◆ **ACTIVITY**
Reproduce only the lines of the material below that start at the line containing "negative clicks: (564, 871)" and stop at the line containing "box: [274, 297, 496, 345]". Keep both end lines.

- - - - -

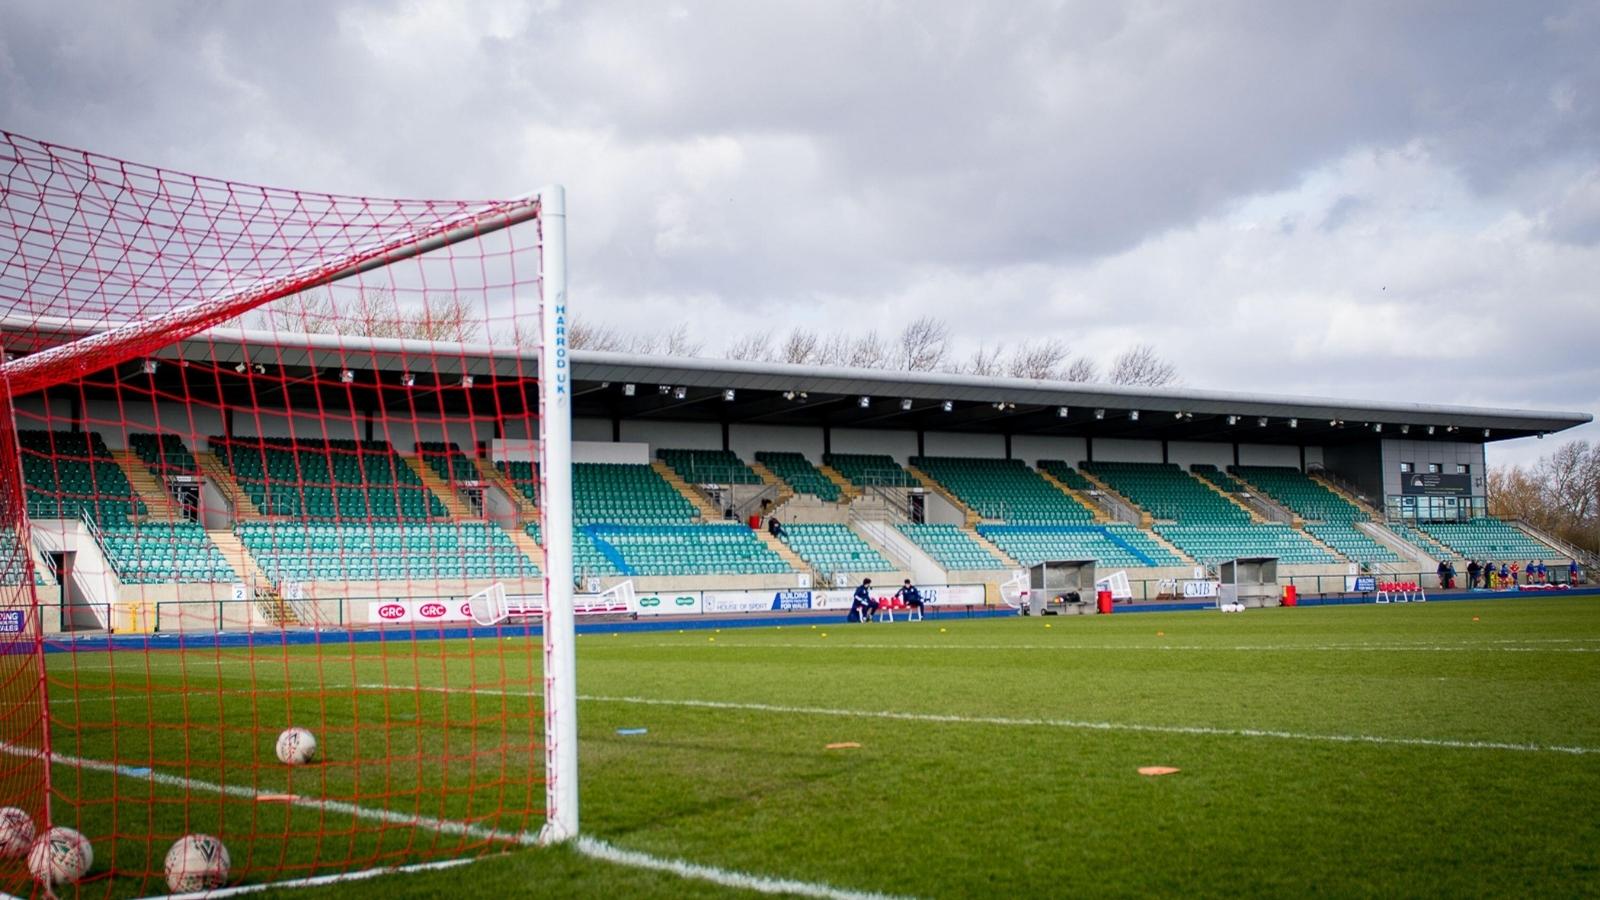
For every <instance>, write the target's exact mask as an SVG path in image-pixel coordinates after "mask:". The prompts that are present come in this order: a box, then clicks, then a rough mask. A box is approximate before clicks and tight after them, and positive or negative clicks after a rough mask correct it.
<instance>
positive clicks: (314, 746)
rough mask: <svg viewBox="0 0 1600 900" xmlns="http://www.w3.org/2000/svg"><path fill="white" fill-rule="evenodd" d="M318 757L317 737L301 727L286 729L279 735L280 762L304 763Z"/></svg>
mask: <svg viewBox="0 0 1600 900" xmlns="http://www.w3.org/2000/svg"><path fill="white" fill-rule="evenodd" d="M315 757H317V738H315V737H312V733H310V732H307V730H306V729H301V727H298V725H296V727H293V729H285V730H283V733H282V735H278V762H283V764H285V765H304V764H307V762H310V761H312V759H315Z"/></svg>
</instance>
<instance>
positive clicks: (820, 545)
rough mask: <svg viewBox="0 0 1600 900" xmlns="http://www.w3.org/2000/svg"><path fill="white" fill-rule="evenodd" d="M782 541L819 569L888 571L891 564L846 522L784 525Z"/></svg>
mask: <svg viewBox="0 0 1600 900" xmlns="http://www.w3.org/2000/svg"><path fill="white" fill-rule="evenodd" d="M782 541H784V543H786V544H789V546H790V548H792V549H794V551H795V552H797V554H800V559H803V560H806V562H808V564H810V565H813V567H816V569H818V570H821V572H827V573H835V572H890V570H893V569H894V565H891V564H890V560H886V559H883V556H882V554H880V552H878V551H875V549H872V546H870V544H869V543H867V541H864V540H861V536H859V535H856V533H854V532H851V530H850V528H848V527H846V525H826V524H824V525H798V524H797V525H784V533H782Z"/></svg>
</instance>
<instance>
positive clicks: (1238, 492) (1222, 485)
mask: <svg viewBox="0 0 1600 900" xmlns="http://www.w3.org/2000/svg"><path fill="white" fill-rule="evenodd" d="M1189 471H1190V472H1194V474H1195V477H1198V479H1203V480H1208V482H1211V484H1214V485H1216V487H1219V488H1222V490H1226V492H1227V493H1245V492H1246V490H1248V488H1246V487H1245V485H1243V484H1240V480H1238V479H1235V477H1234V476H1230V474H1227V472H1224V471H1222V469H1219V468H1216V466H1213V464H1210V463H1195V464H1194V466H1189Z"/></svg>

- - - - -

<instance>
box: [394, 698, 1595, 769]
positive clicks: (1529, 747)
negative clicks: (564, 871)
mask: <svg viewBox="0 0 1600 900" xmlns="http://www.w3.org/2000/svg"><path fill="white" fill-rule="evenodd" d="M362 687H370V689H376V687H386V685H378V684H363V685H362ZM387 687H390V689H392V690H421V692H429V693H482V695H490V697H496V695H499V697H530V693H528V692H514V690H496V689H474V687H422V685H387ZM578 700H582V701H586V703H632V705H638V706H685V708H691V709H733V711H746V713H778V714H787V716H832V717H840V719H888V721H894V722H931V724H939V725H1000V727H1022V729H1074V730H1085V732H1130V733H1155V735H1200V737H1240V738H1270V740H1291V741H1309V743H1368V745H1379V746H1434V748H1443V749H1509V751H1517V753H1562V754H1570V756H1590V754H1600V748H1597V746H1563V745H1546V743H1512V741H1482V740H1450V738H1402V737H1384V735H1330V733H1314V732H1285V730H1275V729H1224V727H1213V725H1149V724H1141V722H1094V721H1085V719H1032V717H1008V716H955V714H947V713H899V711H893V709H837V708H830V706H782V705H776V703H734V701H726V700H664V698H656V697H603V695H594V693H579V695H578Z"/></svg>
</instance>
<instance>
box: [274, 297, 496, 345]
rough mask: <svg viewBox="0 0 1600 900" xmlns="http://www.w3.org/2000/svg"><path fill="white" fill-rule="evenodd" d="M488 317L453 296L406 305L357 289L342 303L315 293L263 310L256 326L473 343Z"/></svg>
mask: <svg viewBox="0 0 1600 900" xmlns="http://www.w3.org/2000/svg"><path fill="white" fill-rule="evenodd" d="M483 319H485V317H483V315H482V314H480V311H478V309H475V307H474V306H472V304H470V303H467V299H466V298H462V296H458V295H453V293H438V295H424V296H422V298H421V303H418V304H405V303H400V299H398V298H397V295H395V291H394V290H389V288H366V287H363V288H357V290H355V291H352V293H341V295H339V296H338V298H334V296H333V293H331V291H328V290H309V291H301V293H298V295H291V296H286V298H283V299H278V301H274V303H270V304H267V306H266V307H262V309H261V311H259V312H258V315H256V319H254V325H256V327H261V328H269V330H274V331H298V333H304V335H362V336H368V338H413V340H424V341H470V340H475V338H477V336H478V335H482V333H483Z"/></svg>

- - - - -

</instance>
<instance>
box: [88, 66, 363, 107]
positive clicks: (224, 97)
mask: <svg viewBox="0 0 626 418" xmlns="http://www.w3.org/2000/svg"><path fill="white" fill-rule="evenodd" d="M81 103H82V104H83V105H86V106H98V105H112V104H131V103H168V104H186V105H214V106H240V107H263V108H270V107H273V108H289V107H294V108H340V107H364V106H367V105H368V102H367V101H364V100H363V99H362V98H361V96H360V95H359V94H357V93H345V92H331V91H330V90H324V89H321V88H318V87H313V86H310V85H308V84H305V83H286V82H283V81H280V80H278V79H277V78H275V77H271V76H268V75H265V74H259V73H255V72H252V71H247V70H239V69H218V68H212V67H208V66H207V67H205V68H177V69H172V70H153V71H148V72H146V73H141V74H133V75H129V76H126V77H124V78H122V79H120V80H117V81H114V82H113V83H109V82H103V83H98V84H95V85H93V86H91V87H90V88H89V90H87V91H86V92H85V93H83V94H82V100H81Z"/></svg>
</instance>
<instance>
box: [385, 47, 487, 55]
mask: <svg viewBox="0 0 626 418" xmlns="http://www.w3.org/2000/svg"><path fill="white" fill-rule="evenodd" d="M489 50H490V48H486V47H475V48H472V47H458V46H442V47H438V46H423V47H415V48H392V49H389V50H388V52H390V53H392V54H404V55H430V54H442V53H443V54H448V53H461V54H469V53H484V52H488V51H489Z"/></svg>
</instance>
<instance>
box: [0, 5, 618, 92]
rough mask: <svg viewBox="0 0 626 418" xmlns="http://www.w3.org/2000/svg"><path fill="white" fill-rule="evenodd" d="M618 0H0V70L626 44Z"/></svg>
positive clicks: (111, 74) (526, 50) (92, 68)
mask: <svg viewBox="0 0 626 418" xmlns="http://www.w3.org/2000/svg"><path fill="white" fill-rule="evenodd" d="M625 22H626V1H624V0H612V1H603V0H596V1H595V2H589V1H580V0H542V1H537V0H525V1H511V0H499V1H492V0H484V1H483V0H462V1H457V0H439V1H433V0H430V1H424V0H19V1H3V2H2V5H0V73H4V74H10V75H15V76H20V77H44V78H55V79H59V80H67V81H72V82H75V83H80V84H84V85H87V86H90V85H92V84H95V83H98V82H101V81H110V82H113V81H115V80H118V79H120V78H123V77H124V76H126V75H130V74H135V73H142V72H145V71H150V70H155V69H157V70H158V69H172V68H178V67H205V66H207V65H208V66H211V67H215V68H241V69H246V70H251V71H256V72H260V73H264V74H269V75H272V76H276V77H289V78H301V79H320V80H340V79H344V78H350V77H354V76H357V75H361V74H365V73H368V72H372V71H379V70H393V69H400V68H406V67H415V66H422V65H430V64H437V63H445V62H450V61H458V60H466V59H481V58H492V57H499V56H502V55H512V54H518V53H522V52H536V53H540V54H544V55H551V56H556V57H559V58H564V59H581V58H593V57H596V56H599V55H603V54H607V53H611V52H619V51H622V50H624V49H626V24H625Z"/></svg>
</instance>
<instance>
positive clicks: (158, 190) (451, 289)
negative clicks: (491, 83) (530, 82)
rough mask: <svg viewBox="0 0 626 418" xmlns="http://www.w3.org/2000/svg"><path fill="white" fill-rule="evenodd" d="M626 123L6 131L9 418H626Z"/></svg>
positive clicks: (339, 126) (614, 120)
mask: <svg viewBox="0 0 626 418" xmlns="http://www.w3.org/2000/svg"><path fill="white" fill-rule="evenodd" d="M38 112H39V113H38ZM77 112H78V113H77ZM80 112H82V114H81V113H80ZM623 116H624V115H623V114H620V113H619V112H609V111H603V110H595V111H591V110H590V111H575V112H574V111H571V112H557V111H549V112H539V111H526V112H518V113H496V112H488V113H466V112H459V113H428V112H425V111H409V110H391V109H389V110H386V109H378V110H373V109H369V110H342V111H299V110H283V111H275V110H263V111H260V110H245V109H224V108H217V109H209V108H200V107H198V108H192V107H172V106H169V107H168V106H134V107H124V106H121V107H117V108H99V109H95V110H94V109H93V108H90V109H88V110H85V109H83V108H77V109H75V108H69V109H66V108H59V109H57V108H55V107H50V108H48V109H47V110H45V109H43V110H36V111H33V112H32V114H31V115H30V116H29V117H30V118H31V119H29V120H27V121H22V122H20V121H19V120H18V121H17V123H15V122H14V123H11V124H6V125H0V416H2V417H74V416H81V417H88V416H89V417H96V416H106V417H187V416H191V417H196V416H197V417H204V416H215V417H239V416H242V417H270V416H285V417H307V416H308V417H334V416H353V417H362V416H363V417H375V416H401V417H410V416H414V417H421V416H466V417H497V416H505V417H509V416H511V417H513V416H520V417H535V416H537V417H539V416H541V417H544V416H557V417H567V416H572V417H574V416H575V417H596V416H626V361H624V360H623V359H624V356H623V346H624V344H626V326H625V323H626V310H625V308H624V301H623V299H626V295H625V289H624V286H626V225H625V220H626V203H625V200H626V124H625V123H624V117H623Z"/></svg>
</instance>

- - - - -

◆ **EXERCISE SOLUTION**
negative clicks: (564, 871)
mask: <svg viewBox="0 0 1600 900" xmlns="http://www.w3.org/2000/svg"><path fill="white" fill-rule="evenodd" d="M362 687H370V689H376V687H386V685H378V684H363V685H362ZM387 687H390V689H392V690H421V692H429V693H482V695H490V697H496V695H499V697H530V693H528V692H514V690H496V689H474V687H422V685H387ZM578 700H582V701H586V703H632V705H638V706H685V708H691V709H733V711H746V713H778V714H787V716H832V717H840V719H888V721H894V722H931V724H939V725H1000V727H1022V729H1074V730H1085V732H1130V733H1155V735H1200V737H1240V738H1270V740H1291V741H1309V743H1368V745H1379V746H1434V748H1443V749H1509V751H1517V753H1562V754H1570V756H1590V754H1600V748H1597V746H1563V745H1546V743H1512V741H1482V740H1450V738H1402V737H1384V735H1330V733H1314V732H1285V730H1275V729H1224V727H1213V725H1149V724H1141V722H1094V721H1085V719H1032V717H1008V716H955V714H947V713H899V711H893V709H837V708H830V706H782V705H776V703H734V701H726V700H664V698H656V697H603V695H594V693H579V695H578Z"/></svg>
</instance>
<instance>
box: [274, 297, 496, 345]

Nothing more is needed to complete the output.